- [WHAT THE TASK ASKS]
Return every line of the data below that contains the word "seagull".

____________

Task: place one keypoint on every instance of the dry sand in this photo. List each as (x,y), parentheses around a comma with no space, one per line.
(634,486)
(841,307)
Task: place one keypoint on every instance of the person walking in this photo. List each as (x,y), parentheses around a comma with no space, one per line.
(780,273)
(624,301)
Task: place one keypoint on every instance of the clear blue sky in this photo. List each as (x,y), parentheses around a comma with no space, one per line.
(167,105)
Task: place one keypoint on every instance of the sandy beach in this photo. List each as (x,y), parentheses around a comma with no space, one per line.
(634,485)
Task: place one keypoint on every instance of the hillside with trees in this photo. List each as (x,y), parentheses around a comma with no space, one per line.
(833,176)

____________

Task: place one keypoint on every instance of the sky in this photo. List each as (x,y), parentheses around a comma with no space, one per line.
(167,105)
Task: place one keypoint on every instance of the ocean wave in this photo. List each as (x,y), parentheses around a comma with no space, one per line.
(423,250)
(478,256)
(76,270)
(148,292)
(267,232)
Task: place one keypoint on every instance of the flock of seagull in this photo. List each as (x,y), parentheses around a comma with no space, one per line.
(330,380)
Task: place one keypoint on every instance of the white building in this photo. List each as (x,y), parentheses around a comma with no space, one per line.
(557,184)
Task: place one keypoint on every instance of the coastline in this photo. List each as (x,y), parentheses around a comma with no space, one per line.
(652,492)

____________

- [FINAL ANSWER]
Task: place one keypoint on every instance of the flock of seagull in this photo. List each as (x,y), parentheses around a comma with no space, one per line.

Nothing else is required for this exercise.